Question

Find a number that is between 2/7 and 4/11 .

Answer 1

Make denominators equal first..

Answer 2

ok so what is it

Answer 3

@naranjja you were writing something.

Carry on buddy..

Answer 4

So @Hero ?

Answer 5

\[\frac{2}{7} and \frac{4}{11}\]

After cross multiplying notice that

22 < 28

So

\[\frac{2}{7} < \frac{4}{11}\]

Now \(\dfrac{3}{7} > \dfrac{2}{7}\)

So test if \(\dfrac{3}{7} < \dfrac{4}{11}\)

If so, then you have found a fraction between \[\frac{2}{7} and \frac{4}{11}\]

Answer 6

My browser crashed. Sorry, I'll start over again.

Answer 7

Okay, so that didn't work. But now you can test \(\dfrac{3}{11}\)

We know that \(\dfrac{3}{11} < \dfrac{4}{11}\)

So test to see if \(\dfrac{3}{11} > \dfrac{2}{7}\)
• • • • •
| What to produce |
Copy the fractions thread word for word from "Find a number" to "were writing something.".

| Entries provided |
• • • • •
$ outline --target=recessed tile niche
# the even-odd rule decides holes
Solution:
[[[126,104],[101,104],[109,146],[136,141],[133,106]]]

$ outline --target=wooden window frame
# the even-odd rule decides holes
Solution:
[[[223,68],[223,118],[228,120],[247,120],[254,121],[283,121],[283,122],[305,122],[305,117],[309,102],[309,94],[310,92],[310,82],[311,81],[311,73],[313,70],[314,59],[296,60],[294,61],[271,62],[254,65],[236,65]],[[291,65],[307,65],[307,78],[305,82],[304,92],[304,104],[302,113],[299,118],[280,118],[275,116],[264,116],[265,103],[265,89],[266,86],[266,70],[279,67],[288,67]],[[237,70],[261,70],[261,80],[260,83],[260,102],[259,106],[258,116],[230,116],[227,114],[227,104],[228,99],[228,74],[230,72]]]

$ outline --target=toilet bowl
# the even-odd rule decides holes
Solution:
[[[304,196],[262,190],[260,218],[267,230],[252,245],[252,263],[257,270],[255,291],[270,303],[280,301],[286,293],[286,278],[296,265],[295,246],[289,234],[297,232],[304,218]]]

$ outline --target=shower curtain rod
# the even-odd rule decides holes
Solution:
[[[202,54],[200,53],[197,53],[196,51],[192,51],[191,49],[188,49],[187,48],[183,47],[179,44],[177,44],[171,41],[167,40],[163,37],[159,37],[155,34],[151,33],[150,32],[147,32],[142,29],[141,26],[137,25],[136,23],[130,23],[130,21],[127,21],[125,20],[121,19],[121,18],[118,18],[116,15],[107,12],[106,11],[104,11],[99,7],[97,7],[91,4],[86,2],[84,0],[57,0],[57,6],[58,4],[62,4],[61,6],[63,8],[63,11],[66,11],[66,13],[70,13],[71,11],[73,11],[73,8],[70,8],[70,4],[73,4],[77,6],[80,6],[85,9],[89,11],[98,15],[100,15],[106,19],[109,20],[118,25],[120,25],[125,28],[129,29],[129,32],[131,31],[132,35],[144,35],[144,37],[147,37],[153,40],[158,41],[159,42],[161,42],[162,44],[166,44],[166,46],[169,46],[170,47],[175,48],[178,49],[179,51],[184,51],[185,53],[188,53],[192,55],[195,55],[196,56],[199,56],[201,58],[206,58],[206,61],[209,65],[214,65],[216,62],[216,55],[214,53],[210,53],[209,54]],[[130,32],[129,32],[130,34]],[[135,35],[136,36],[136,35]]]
• • • • •
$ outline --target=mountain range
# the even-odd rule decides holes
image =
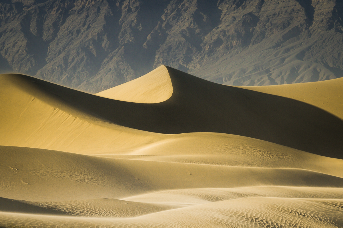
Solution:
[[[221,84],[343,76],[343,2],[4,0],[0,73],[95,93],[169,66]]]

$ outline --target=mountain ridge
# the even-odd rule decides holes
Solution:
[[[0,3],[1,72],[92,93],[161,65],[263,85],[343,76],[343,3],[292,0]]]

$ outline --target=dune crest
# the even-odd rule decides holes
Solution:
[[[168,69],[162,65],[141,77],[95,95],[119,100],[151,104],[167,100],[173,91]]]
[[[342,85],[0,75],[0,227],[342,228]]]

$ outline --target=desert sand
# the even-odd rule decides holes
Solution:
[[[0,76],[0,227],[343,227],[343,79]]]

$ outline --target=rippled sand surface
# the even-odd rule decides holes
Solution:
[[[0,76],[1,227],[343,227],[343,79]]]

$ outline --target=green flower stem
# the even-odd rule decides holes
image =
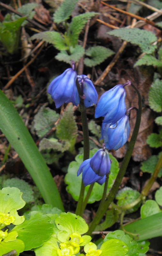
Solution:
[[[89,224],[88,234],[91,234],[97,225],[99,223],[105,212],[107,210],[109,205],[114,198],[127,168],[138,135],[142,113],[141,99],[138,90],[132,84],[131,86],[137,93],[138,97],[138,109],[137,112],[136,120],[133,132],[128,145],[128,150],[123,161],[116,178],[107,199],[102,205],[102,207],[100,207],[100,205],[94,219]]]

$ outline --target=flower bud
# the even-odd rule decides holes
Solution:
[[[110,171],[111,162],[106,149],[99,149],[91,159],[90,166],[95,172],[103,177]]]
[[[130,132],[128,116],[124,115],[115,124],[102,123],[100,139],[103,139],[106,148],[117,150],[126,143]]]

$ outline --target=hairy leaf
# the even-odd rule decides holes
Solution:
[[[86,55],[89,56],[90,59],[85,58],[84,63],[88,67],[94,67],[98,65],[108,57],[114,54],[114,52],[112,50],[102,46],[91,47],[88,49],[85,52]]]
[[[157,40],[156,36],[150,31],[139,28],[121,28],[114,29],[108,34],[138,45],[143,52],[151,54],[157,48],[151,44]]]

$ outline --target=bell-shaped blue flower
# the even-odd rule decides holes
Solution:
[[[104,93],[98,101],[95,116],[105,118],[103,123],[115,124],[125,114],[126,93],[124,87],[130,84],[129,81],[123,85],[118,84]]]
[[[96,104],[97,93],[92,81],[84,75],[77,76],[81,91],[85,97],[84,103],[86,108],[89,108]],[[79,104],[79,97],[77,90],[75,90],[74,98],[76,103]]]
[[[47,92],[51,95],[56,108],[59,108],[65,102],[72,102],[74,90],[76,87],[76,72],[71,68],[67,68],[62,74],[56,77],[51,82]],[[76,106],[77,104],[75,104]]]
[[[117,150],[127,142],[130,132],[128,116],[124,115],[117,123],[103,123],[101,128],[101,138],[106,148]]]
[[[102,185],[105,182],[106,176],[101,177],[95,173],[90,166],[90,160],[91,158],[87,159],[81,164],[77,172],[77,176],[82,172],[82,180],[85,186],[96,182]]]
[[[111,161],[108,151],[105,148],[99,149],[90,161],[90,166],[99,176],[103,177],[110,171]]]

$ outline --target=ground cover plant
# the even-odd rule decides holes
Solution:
• • • • •
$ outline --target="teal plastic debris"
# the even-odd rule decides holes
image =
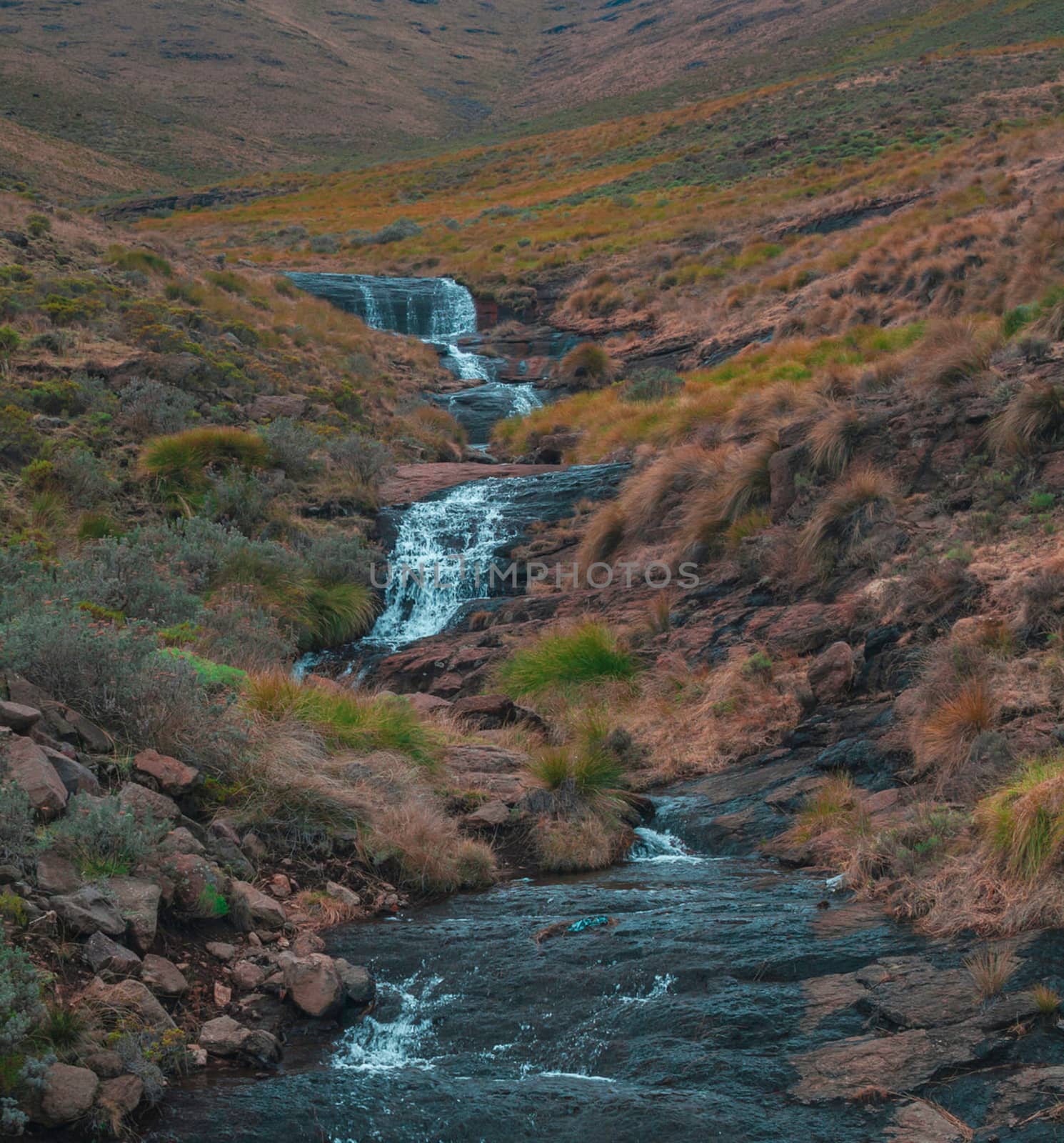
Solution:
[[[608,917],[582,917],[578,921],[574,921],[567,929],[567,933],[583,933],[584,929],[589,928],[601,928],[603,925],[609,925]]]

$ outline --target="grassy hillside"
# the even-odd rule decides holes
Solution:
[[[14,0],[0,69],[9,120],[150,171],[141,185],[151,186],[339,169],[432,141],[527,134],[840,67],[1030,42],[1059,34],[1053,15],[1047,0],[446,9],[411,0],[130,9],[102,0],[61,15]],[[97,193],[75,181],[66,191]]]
• • • • •
| Final result |
Find a number that is between 2/7 and 4/11 .

Answer 1

Make denominators equal first..

Answer 2

ok so what is it

Answer 3

@naranjja you were writing something.